> [PROBLEM DETAILS]: Starting with the line that contains "Exercise. Locate the yellow", copy out each line through the end of the entries below, exactly as written, and nothing else.

> [Stored items]:
= Beginning of Section =
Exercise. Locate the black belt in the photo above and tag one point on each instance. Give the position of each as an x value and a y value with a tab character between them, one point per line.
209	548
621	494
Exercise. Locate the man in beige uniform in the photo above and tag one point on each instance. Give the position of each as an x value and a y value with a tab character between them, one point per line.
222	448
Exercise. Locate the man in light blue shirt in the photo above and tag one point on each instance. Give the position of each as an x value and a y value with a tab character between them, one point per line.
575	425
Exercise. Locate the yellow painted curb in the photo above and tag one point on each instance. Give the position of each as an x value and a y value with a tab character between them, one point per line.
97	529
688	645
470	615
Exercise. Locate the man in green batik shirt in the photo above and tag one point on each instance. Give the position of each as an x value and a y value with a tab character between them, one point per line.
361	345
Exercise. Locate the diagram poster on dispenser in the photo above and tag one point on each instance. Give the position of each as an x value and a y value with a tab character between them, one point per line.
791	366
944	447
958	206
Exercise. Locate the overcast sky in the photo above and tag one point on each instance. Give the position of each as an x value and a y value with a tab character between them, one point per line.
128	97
= End of Section =
> [TASK RESULT]:
Exercise. Locate the yellow painted curb in the photo above and tag one point on each instance. Give the position of each as an x value and a y value with a tab character between them, one point per line.
97	529
688	645
470	615
Exercise. Locate the man in green batik shirt in the photo above and tag one point on each instance. Give the position of each as an x value and a y value with a tab character between them, one point per line.
361	345
Exercise. Locate the diagram poster on dispenser in the photo above and tag one point on each instance. Give the position of each as an x value and a y value with a tab character between them, one point per line.
791	366
944	447
958	206
Exercise. Locate the overcast sky in the photo above and tag one point on each instance. Give the position of each as an x value and a y value with a tab character between them, one point per line.
128	97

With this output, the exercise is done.